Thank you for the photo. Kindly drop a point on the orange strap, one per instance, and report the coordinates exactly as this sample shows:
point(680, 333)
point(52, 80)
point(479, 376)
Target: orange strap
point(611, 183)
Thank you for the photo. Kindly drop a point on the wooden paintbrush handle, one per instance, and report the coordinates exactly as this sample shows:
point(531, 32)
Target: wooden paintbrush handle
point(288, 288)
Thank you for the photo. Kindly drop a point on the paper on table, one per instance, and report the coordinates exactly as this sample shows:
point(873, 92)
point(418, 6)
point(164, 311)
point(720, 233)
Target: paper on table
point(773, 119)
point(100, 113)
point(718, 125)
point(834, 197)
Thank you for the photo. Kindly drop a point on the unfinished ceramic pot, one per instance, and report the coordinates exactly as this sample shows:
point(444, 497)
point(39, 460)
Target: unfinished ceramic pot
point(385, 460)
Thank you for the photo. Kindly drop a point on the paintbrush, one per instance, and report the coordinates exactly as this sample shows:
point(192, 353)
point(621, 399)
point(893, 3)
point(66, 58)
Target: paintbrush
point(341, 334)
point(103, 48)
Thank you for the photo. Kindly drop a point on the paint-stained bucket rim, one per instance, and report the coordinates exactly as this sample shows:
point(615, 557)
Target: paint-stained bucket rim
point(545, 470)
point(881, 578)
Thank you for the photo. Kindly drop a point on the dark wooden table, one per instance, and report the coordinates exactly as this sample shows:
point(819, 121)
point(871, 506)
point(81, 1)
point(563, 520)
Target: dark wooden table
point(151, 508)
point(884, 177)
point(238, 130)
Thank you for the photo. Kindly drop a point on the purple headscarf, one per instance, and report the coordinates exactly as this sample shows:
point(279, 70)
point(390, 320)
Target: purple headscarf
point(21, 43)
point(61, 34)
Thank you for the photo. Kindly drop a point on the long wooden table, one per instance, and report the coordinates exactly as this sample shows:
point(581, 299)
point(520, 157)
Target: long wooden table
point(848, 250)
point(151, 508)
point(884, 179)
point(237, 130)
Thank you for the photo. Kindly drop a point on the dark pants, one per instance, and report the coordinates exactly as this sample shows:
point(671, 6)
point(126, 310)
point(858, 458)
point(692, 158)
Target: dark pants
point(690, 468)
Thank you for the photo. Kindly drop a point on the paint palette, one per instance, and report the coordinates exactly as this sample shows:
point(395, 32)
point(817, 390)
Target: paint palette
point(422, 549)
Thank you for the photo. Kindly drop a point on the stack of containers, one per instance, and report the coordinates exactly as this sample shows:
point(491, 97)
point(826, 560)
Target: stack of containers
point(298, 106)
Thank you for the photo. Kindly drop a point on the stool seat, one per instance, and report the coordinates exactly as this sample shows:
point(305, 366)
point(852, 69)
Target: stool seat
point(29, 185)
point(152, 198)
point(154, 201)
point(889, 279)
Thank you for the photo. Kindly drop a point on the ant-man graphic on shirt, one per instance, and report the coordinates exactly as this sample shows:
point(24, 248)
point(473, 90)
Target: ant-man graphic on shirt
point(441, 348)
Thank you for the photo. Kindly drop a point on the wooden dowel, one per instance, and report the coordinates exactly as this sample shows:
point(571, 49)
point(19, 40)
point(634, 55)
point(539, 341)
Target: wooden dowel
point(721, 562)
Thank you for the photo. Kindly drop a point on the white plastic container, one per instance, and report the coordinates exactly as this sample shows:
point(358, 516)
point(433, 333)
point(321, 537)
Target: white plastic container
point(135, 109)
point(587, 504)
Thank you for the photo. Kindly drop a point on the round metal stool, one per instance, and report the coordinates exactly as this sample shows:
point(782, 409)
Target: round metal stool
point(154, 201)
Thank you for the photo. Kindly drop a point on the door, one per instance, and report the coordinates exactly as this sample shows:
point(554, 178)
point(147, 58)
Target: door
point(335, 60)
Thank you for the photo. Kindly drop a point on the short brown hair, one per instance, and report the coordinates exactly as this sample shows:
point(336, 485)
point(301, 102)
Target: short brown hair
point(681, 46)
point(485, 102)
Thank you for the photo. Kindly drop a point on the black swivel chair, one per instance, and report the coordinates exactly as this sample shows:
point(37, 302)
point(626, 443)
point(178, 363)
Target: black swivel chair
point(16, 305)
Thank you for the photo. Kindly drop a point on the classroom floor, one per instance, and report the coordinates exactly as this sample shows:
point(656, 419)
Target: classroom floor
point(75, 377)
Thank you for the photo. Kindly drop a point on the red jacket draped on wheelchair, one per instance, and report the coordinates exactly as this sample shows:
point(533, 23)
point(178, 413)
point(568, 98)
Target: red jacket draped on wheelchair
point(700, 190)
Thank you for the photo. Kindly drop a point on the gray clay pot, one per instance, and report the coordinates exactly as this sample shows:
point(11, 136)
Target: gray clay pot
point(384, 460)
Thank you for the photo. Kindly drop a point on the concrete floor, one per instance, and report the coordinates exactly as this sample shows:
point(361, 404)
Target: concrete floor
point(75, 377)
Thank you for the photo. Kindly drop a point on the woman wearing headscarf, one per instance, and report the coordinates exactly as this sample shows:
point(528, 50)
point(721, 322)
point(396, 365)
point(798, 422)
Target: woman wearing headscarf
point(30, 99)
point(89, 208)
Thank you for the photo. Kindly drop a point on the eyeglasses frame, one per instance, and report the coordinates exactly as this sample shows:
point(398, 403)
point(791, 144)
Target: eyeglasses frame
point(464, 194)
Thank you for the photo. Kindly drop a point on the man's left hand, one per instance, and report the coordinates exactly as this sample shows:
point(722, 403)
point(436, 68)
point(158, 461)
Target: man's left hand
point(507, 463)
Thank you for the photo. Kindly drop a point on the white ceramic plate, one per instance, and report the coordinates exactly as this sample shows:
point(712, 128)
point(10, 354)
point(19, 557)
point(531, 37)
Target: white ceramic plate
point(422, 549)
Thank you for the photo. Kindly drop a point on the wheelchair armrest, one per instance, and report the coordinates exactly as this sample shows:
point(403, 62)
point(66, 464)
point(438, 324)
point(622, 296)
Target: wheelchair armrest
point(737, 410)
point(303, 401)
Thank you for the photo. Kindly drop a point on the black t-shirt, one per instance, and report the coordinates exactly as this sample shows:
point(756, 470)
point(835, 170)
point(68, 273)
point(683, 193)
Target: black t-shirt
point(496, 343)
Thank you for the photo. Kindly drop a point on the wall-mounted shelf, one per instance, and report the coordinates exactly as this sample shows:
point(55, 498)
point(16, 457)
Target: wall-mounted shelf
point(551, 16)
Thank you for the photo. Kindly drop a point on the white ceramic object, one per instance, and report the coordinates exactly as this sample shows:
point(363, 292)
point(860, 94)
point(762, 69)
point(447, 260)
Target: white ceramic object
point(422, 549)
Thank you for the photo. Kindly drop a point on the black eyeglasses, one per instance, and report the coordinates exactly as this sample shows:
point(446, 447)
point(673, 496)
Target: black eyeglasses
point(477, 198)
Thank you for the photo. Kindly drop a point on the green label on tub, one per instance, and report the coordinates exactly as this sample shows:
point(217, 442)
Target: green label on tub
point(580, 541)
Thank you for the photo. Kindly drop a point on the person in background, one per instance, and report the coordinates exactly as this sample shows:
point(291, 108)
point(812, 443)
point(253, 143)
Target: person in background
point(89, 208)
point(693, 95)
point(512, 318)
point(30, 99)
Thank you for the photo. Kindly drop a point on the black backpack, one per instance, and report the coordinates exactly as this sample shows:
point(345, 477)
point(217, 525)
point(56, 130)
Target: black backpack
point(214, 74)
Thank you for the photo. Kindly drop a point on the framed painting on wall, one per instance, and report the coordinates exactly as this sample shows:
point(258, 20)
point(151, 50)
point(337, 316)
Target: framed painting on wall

□ □ □

• Work to do
Copy out every one of the records above, line for line, with no changes.

• Result of the exercise
Thank you for the photo. Kindly drop a point on the orange strap, one per instance, and report the coordinates exactly as this sample shows:
point(680, 333)
point(52, 80)
point(479, 376)
Target: orange strap
point(611, 183)
Thank you for the photo. Kindly drop a point on the wooden paintbrush handle, one per instance, and report the coordinates exactly as this sample shows:
point(531, 32)
Target: wooden paintbrush handle
point(288, 288)
Thank you for the photo. Kindly drop a point on the paper on table, one per instance, and report the coordinates exactly as this sample shows:
point(873, 92)
point(418, 6)
point(164, 311)
point(720, 233)
Target: paper on table
point(773, 119)
point(100, 113)
point(718, 125)
point(834, 197)
Thank you for the photo. Kindly drop a point on the unfinished ceramic pot, one per instance, and report the coordinates exactly as this sample shows:
point(444, 497)
point(39, 460)
Target: unfinished ceramic pot
point(385, 460)
Thank you for the photo. Kindly drop a point on the paintbrush, one per instance, and report the coordinates exactly as this sample shows:
point(192, 353)
point(621, 399)
point(893, 3)
point(66, 58)
Target: paintbrush
point(341, 334)
point(103, 48)
Thank you for the photo. Kindly drop a point on the paint-stained bucket rim, one per instance, and report the coordinates exactly as this sample shows:
point(615, 557)
Target: paint-stained bucket rim
point(545, 470)
point(881, 578)
Thank you for the photo. Kindly drop a point on the dark wooden table, one per instance, and report the coordinates exactly as this sample shows:
point(819, 121)
point(871, 506)
point(81, 1)
point(563, 520)
Target: dark wooden table
point(151, 508)
point(884, 177)
point(238, 130)
Thank you for the photo. Kindly drop a point on the purple headscarf, one per instance, and report the coordinates exactly as this sample shows:
point(279, 70)
point(390, 320)
Target: purple headscarf
point(21, 43)
point(61, 34)
Thank you for the photo. Kindly drop a point on the long wooden table, one per instance, and report the coordinates exactly as this sample shows:
point(581, 299)
point(520, 157)
Target: long wooden table
point(848, 250)
point(151, 508)
point(884, 179)
point(237, 130)
Thank you for the photo. Kindly drop a point on the dark pants, one per instance, and report the coordinates exactly as this sample shows:
point(671, 6)
point(126, 310)
point(858, 458)
point(692, 158)
Target: dark pants
point(690, 468)
Thank you for the photo. Kindly drop a point on the paint palette, one per instance, and report the coordinates exactly as this sample shows:
point(395, 32)
point(817, 390)
Target: paint palette
point(422, 549)
Thank you for the photo. Kindly drop a point on the stack of containers, one per instance, and report the coordinates exactly as this sample shows:
point(491, 97)
point(826, 560)
Target: stack of containers
point(298, 106)
Thank you for the photo. Kindly drop a point on the stool seat, one per instance, and report the coordinates exactly as this sample shows:
point(305, 366)
point(852, 69)
Target: stool seat
point(29, 185)
point(152, 198)
point(154, 201)
point(889, 279)
Thank you for the photo. Kindly drop a point on the ant-man graphic on shirt, one per instance, and report the coordinates exactly as this sample shows:
point(24, 248)
point(473, 90)
Target: ant-man graphic on shirt
point(441, 348)
Thank you for the photo. Kindly drop a point on the wooden dowel, one per instance, and report the coordinates exactly as this sample shows:
point(571, 49)
point(19, 40)
point(634, 55)
point(539, 341)
Target: wooden dowel
point(721, 562)
Thank you for the photo. Kindly drop a point on the white plastic container, one per instance, and report the coordinates exactly as this sample shows:
point(358, 516)
point(433, 333)
point(321, 537)
Target: white plastic container
point(135, 109)
point(587, 504)
Thank you for the photo. Kindly drop a point on the round metal stool, one per instance, and report the coordinates exactly as this sample shows:
point(782, 409)
Target: round metal stool
point(154, 201)
Thank you for the photo. Kindly drop a point on the door, one per instance, and report the coordinates exactly as this sample shows:
point(554, 178)
point(147, 58)
Target: door
point(335, 60)
Thank you for the photo. Kindly drop a point on the short brown hair, one per instance, and report the coordinates exactly as this sample shows:
point(336, 485)
point(301, 102)
Target: short brown hair
point(681, 46)
point(485, 102)
Thank you for the photo. Kindly drop a point on the black swivel chair, one per instance, and report the coordinates exactly as this sample shows:
point(37, 302)
point(626, 443)
point(178, 363)
Target: black swivel chair
point(16, 305)
Thank you for the photo. Kindly drop a point on the classroom floor, one per instance, and report the coordinates exactly as this sample shows:
point(656, 419)
Target: classroom floor
point(75, 377)
Thank you for the photo. Kindly drop a point on the red jacket draped on wheelchair, one per instance, and report the coordinates exactly as this sample shows:
point(533, 23)
point(178, 413)
point(568, 98)
Target: red jacket draped on wheelchair
point(700, 190)
Thank you for the photo. Kindly drop a point on the gray clay pot, one per instance, and report the coordinates exactly as this sample shows:
point(11, 136)
Target: gray clay pot
point(384, 460)
Thank you for the photo. Kindly drop a point on the concrete floor, one per instance, and report the coordinates exactly as this sample shows:
point(361, 404)
Target: concrete floor
point(75, 377)
Thank you for the photo. Kindly drop a point on the woman wearing headscarf, one per instance, and report the coordinates exactly as this sample shows:
point(528, 50)
point(721, 322)
point(396, 365)
point(798, 422)
Target: woman wearing headscarf
point(30, 99)
point(89, 208)
Thank you for the photo. Kindly drop a point on the eyeglasses frame, one per instance, and report the coordinates exactly as this sample shows:
point(398, 403)
point(791, 144)
Target: eyeglasses frame
point(464, 194)
Thank you for the photo. Kindly drop a point on the man's left hand, one per instance, and report the coordinates exactly as this sample shows:
point(722, 403)
point(436, 68)
point(158, 461)
Target: man's left hand
point(507, 463)
Thank you for the photo. Kindly drop a point on the white ceramic plate, one per instance, and report the coordinates exactly as this sample shows:
point(712, 128)
point(10, 354)
point(19, 557)
point(531, 37)
Target: white ceramic plate
point(422, 549)
Thank you for the photo. Kindly drop a point on the wheelchair armrest, one per instance, and report the coordinates exactly as this sample shows:
point(403, 62)
point(66, 464)
point(438, 324)
point(622, 296)
Target: wheelchair armrest
point(737, 410)
point(303, 401)
Thank you for the photo. Kindly drop a point on the black t-shirt, one per instance, and report the coordinates exactly as this sample shows:
point(756, 470)
point(835, 170)
point(68, 273)
point(683, 193)
Target: black t-shirt
point(496, 343)
Thank you for the photo. Kindly drop a point on the wall-mounted shelf, one per instance, and report the coordinates exactly as this sample shows:
point(55, 498)
point(16, 457)
Target: wall-mounted shelf
point(551, 16)
Thank you for the photo. Kindly drop a point on the white ceramic object, one per instance, and report the coordinates exactly as this sample shows:
point(363, 292)
point(860, 94)
point(762, 69)
point(447, 260)
Target: white ceramic object
point(422, 549)
Thank you for the photo. Kindly drop a point on the black eyeglasses, one per instance, and report the coordinates exactly as this sample shows:
point(446, 447)
point(673, 496)
Target: black eyeglasses
point(477, 198)
Thank you for the photo. Kindly drop a point on the green label on tub, one per instance, and report the coordinates exactly as this sample shows:
point(217, 442)
Target: green label on tub
point(580, 541)
Thank you for the photo. Kindly drop a point on the person in background, one per instance, and report the coordinates exactly as this sample shows:
point(291, 108)
point(812, 443)
point(253, 143)
Target: person in background
point(89, 208)
point(693, 95)
point(512, 318)
point(30, 99)
Thank you for the photo. Kindly drop a point on the black backpack, one per instance, and report the coordinates exactly as this sample shows:
point(345, 477)
point(217, 525)
point(56, 130)
Target: black backpack
point(214, 74)
Thank you for the photo. Kindly drop a point on the framed painting on wall, one per instance, and report the coordinates exactly as this sample shows:
point(258, 20)
point(151, 50)
point(337, 316)
Target: framed painting on wall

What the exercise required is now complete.